──────── Extracted records

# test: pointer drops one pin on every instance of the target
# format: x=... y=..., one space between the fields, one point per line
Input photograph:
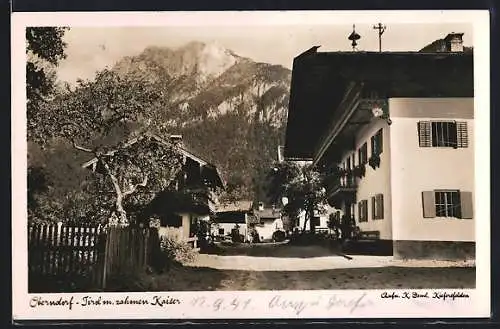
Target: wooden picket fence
x=86 y=256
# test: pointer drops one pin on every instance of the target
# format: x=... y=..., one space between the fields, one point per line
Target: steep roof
x=235 y=206
x=268 y=213
x=320 y=81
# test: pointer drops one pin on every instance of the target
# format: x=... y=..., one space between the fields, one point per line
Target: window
x=377 y=143
x=443 y=134
x=363 y=210
x=378 y=206
x=447 y=203
x=363 y=154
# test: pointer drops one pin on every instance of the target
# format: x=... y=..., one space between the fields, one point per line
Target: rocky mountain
x=229 y=109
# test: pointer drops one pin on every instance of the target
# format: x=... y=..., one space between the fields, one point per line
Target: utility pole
x=381 y=29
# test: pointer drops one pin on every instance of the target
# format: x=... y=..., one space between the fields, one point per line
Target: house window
x=443 y=134
x=378 y=206
x=363 y=211
x=363 y=154
x=377 y=143
x=447 y=203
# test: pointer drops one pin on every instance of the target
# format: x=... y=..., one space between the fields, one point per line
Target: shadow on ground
x=285 y=250
x=207 y=279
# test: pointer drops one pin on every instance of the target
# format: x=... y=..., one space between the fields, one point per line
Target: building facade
x=399 y=143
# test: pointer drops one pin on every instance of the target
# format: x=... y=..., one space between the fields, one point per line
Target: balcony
x=341 y=189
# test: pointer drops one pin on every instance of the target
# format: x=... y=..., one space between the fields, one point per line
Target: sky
x=90 y=49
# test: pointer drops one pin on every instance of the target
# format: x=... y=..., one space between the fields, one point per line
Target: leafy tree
x=108 y=118
x=44 y=49
x=303 y=187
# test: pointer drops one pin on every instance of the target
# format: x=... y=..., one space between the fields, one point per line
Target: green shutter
x=380 y=206
x=429 y=204
x=462 y=134
x=466 y=205
x=380 y=141
x=372 y=145
x=424 y=134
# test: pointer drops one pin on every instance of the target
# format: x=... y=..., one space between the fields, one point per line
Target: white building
x=401 y=128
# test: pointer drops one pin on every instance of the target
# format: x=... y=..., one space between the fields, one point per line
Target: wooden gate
x=74 y=258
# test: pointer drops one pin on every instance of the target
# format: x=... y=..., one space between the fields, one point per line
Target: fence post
x=105 y=258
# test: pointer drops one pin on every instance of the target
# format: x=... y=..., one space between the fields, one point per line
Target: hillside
x=229 y=109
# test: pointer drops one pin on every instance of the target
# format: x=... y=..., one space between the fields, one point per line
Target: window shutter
x=462 y=134
x=380 y=141
x=374 y=214
x=380 y=200
x=429 y=204
x=466 y=203
x=372 y=145
x=424 y=133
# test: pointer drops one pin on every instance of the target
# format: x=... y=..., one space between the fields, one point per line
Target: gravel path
x=249 y=263
x=268 y=257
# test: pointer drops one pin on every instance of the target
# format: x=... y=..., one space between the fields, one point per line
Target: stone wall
x=435 y=250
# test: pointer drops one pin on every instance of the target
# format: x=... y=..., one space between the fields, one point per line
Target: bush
x=176 y=250
x=279 y=236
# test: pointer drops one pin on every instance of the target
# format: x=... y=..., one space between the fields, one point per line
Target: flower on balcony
x=359 y=171
x=374 y=161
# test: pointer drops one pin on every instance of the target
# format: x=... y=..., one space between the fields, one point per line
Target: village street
x=285 y=267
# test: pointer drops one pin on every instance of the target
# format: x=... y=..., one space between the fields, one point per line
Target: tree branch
x=81 y=148
x=133 y=188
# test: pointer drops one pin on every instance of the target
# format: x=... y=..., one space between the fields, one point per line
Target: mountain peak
x=205 y=59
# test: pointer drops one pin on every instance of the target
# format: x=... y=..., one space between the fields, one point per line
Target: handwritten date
x=222 y=304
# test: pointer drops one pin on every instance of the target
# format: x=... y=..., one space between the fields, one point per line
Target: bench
x=369 y=235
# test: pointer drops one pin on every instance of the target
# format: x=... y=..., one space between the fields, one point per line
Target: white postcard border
x=263 y=304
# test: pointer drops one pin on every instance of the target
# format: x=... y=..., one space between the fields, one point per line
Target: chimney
x=280 y=153
x=176 y=139
x=454 y=42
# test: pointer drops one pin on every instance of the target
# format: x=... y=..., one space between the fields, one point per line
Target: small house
x=230 y=216
x=394 y=133
x=268 y=221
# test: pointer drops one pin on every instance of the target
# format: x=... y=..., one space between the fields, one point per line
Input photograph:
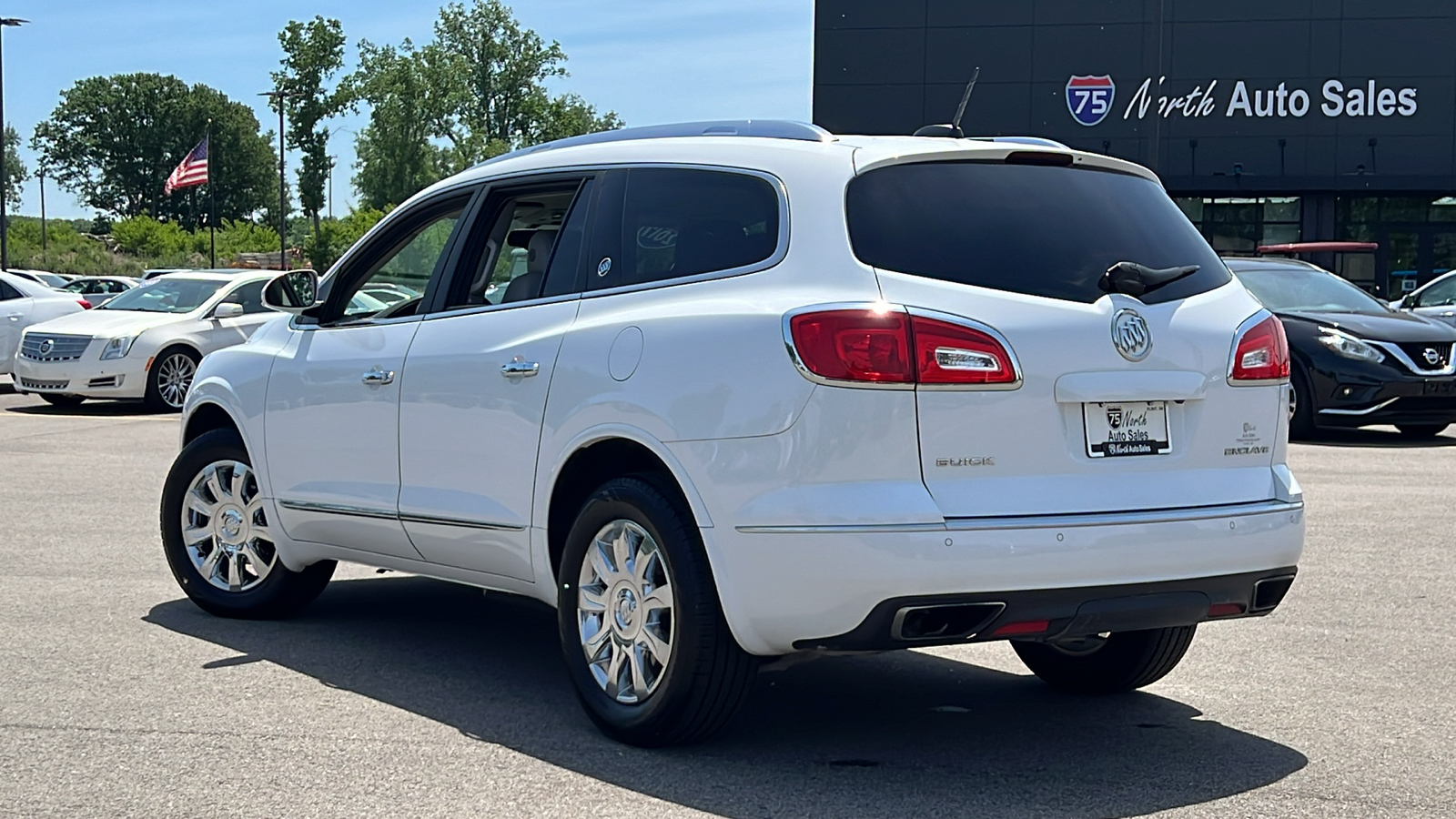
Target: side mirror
x=295 y=292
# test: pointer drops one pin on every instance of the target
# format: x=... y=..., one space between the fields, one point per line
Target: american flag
x=193 y=169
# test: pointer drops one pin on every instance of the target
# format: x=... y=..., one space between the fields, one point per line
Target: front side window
x=531 y=248
x=1439 y=295
x=1033 y=229
x=167 y=295
x=393 y=281
x=679 y=222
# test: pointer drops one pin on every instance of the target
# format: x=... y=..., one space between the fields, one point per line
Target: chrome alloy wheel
x=625 y=611
x=225 y=528
x=175 y=378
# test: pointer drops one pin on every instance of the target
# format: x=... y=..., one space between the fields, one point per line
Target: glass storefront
x=1238 y=227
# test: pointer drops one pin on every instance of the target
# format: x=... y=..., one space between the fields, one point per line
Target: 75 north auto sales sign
x=1091 y=99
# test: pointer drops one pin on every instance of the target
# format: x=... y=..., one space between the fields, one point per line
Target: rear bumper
x=788 y=588
x=1050 y=614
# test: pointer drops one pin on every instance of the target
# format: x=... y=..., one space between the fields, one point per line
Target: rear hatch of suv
x=1018 y=245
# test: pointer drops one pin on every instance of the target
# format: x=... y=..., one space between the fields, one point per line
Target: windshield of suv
x=167 y=295
x=1290 y=288
x=1034 y=229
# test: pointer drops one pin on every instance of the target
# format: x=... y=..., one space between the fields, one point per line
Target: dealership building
x=1270 y=121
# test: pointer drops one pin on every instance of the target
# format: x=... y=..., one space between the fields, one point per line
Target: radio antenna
x=970 y=86
x=954 y=128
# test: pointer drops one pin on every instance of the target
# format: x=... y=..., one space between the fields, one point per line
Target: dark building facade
x=1269 y=120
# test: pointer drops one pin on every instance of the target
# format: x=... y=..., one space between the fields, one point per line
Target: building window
x=1238 y=227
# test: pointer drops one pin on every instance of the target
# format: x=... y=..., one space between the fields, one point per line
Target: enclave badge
x=1130 y=336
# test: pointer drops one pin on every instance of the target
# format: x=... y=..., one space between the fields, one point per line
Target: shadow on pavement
x=1378 y=439
x=887 y=734
x=87 y=410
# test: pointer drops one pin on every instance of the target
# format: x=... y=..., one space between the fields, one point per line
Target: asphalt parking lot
x=397 y=695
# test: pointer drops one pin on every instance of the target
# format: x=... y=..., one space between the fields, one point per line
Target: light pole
x=5 y=189
x=278 y=96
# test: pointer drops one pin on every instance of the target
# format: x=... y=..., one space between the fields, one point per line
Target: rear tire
x=171 y=379
x=226 y=561
x=641 y=629
x=1123 y=662
x=1421 y=430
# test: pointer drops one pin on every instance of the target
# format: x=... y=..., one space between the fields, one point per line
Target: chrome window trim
x=1043 y=521
x=1410 y=363
x=912 y=310
x=1234 y=350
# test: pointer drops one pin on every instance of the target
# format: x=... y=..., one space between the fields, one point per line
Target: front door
x=478 y=375
x=332 y=409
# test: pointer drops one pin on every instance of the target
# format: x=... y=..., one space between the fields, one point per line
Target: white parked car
x=99 y=288
x=145 y=343
x=761 y=389
x=25 y=302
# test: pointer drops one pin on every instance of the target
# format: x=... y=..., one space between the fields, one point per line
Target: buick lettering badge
x=1130 y=336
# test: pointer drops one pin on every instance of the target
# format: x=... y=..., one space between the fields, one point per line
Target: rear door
x=1123 y=402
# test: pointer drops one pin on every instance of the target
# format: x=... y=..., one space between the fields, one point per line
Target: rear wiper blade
x=1133 y=278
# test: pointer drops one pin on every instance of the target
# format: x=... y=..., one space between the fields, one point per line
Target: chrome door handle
x=521 y=368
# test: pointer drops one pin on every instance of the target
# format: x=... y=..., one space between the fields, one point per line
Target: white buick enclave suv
x=739 y=389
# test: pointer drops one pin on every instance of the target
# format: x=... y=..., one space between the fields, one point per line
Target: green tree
x=313 y=55
x=15 y=171
x=475 y=91
x=114 y=142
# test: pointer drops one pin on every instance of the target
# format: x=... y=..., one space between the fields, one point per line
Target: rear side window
x=1041 y=230
x=686 y=222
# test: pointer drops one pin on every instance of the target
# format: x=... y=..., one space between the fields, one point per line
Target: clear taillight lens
x=1261 y=354
x=888 y=346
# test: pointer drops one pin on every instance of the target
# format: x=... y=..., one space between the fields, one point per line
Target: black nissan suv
x=1356 y=361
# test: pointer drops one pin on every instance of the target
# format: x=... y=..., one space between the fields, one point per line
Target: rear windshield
x=1031 y=229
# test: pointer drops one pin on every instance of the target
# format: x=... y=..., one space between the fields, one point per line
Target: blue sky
x=648 y=60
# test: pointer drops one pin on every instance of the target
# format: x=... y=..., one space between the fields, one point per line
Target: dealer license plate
x=1126 y=428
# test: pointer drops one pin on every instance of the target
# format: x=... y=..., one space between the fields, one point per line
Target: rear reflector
x=874 y=346
x=1261 y=354
x=1026 y=627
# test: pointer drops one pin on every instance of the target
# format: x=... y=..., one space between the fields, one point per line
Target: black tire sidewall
x=153 y=397
x=280 y=593
x=692 y=603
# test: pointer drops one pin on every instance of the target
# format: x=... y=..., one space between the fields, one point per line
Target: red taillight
x=870 y=346
x=1261 y=353
x=875 y=344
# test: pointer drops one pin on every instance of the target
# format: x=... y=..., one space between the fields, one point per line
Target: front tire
x=218 y=541
x=171 y=379
x=1421 y=430
x=642 y=632
x=1107 y=665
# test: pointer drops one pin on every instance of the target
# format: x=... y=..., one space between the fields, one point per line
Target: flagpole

────────────────

* _Assigned task_
Would you restate word for word every line from the one holding "Target: front tire" to the end of the entries, both ends included?

* _Your response_
Target: front tire
x=218 y=541
x=171 y=379
x=1421 y=430
x=642 y=632
x=1107 y=665
# test: pointer drops one pin on every instance of the target
# format: x=... y=..., one space between the fields, one point per line
Target: flagpole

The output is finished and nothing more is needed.